Work item: Would you print all of the entries exactly, please, but without their pictures?

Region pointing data
--*--
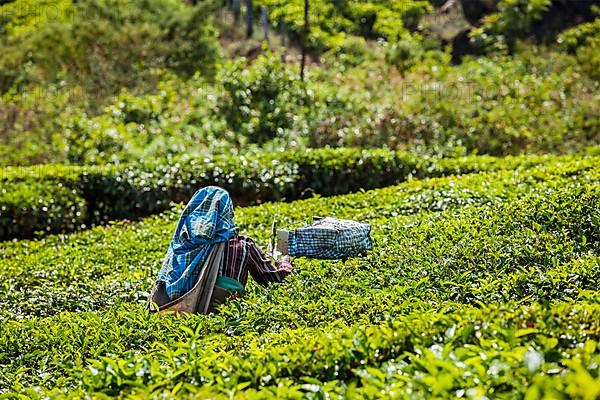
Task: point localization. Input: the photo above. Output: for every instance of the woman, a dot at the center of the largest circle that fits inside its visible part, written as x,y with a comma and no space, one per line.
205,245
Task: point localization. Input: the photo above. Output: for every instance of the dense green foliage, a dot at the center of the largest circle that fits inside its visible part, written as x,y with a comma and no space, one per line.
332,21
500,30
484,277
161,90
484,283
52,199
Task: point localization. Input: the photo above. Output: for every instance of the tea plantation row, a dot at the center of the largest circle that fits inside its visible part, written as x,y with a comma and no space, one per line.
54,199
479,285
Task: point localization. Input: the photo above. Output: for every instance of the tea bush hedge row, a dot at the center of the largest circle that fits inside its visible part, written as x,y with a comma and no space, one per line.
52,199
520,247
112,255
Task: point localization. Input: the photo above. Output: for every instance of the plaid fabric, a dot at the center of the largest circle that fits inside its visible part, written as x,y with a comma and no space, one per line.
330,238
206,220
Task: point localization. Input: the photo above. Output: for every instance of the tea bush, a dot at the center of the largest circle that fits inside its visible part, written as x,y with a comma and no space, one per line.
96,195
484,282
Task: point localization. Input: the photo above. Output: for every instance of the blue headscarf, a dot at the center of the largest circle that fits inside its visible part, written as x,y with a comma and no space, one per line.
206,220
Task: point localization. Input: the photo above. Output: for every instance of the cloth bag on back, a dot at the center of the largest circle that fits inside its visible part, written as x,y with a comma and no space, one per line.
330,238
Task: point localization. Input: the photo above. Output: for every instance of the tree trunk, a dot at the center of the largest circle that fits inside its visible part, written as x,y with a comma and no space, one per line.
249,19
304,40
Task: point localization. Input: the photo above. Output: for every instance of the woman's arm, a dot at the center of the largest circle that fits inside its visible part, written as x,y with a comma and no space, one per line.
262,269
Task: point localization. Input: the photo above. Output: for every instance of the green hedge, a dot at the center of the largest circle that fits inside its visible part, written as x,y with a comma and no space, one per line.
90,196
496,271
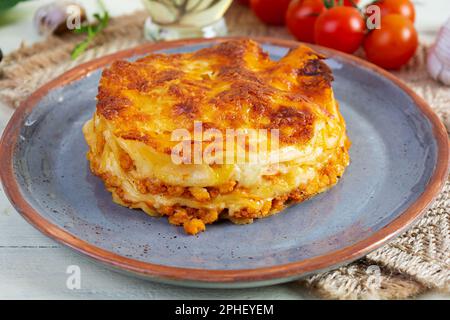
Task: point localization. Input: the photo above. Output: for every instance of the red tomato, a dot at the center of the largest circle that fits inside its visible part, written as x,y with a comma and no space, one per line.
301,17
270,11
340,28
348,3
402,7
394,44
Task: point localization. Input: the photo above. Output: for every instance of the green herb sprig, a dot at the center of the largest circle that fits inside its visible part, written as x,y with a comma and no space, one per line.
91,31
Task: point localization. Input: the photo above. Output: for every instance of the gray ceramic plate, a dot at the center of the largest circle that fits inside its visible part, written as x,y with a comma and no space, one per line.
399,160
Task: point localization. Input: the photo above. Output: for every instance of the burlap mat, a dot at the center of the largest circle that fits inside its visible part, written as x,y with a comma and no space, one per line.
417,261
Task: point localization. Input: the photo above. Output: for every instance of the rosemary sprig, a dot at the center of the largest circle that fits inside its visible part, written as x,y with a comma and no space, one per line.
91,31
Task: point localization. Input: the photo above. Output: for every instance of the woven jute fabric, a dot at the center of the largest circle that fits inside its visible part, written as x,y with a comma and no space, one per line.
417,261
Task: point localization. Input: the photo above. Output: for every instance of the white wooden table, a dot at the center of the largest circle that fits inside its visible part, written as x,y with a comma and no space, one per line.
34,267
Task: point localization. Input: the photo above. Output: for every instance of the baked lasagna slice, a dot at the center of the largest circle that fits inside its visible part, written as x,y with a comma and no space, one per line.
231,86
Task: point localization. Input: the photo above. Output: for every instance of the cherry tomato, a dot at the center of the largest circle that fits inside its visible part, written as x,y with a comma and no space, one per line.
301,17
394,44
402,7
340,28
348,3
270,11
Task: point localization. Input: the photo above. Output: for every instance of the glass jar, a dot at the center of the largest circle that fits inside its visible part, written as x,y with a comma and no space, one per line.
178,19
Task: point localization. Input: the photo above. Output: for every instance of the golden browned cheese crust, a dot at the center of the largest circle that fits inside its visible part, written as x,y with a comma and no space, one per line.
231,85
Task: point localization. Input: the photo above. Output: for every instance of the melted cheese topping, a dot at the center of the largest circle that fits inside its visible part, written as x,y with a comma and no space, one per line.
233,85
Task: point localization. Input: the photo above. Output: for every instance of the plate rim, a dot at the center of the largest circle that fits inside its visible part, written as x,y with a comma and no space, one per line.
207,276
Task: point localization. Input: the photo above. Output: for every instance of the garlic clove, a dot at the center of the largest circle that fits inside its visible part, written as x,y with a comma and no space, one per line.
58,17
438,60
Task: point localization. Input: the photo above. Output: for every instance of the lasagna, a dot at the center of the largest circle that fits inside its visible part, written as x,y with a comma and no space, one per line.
--*--
Answer box:
Task: point localization. Input: the photo above. Output: for every instance of the woman, a dot at the center of the largest circle that fits inside its visible part, written as x,y with a comma and no space, one per line.
205,245
Task: point localization. Input: the photo above. Output: for every instance of the dense green foliage, a dot at the center of the largest circle that fits inside its visible part, written as x,y with a comma and no space, one per line.
332,21
500,30
484,277
161,90
484,283
52,199
Task: point localization. Input: the photo above. Output: for every instance of the tea plantation row, a dot at the center of the largest circle that fits inside its visible part, written as x,y with a comma and no space, one per line.
54,199
479,285
Task: point localization. Input: the photo above. Output: for every instance of the tea bush hedge row, a dot at the center of the largest circle that fits inside its visible part, written as x,y with a comma and no space, one per line.
52,199
520,247
112,255
Task: point localization. Input: the photo above. Output: for every instance of the plaid fabric, a dot at the center of the largest circle that fits inside its visible part, written as x,y with a comma and no space, one per line.
330,238
206,220
Task: point localization. Input: the photo above. Output: for every instance of the tea bush, a dot at the center of the largest circle that fits inside its visible part, written as x,y with a comma and no space, one per line.
96,195
484,282
Task: point localization. Input: the photo above. Output: for every instance of the blue headscarf, a dot at the center of the largest circle that fits inside its visible part, written as x,y with a comma and no space, one per line.
206,220
Task: point localization. Input: the photo above. Output: for every instance of the cloth bag on back, a dot at the center of the largest circle that fits inside its visible part, written as x,y with a comma and no space, one per line.
330,238
Task: point localization. Input: the photo above. Output: for every instance of the tree trunk, a dot at the center of the largest circle that fits inside its visible part, written as x,y with a comma and no space, one per line.
249,19
304,40
Task: point localization. Input: the photo above. Output: for every instance of the woman's arm, a dot at the center of the largest circle that fits inside its visible part, written as x,y with a comma and no space, one per line.
262,269
Task: point localization. Input: the photo above. Output: for every instance of the green hedge, a dot at the center of the largest circle that fits inside its visible part, written as x,y with a comma and no space, one per line.
90,196
496,271
Task: point localization. Input: the photo above. Output: for every instance of the red tomato, a dot at the center of the largest circle that fits inside its visible part, written as x,y with a comma and no space, one per line.
301,17
270,11
340,28
348,3
402,7
394,44
Task: point localization. Input: the photo above. Output: for every instance of the green herb sprig, a dot at the center of the largest circle that fits inside its visible part, written as x,y with a comma and no space, one per line.
91,31
Task: point localization. Input: the photo above. Output: for every instance of the gray ceramic plate, a dot at the center of the largest circle that fits inside its visible part, written as x,y with a comma and no space, one per line.
399,160
Task: point localization. Input: the photo above. Output: for every instance of the burlap mat, a dot at the center of the largest circle that fits inside its visible part, written as x,y with a comma and no space, one per line.
417,261
Task: point localization. Input: the photo above. Output: for every instance of the rosemary sprig, a dot at the center of the largest circle that fits inside its visible part, written as x,y with a comma and no space, one per line.
91,31
Task: point localization. Input: the photo above. Output: for every instance of the woven jute fabric, a dot at the center of the largest circle that fits inside its visible part, written as x,y with a comma and no space, one per line.
417,261
Task: point localization. Input: the photo above. Output: for every instance of the white wooden table, a dot at the center of the largest circle that fits inside its visible part, written as x,y with a comma and no space, one per line.
34,267
Task: point localization. Input: the photo above. Output: for every instance of the baked lasagna slice, a dot at the center of the largest circle that fits inside its visible part, written as x,y with a comma and no space, one per line.
231,86
Task: point localization. Input: the photo above. Output: for every instance of the cherry tomato, a dot at the center of the largest circle that fits inside its visible part, written as x,y with a comma and no space, one per line.
301,17
394,44
402,7
340,28
348,3
270,11
Task: point localization. Input: the photo above. Output: for every instance of the glass jar, a dot at the center of the largest circle that fits inside its visible part, written as x,y with a comma and no space, one per line.
178,19
Task: point localization. Input: the photo above. Output: for every instance of the golden browned cheese crust, a dot at the center of the largest circle that fits inside its visible part, written as x,y with a comma and no space, one per line.
231,85
Task: point localization. Input: the photo above. Output: for every instance of the melted cheese topping, a dot at the center of the largest circle that fits inside its visible part, written as x,y with a comma and no space, one per line.
233,85
Task: point localization. Input: the photo above. Output: for every instance of the plate rim, a dot at the center of the largest circle that fits inside its visible part, written as x,y with a comma and no space, one per line.
207,276
Task: point localization. Input: the photo above. Output: for every instance of the garlic clove, a dot at the center of the largest circle that fits inside its visible part, written as x,y with a comma and no space, one per line.
58,17
438,60
Task: point localization. Input: the photo above. Output: for every instance of the lasagna, a dot at the center of the largest circle that fits inside its visible part, written as x,y with a comma and no space, one per line.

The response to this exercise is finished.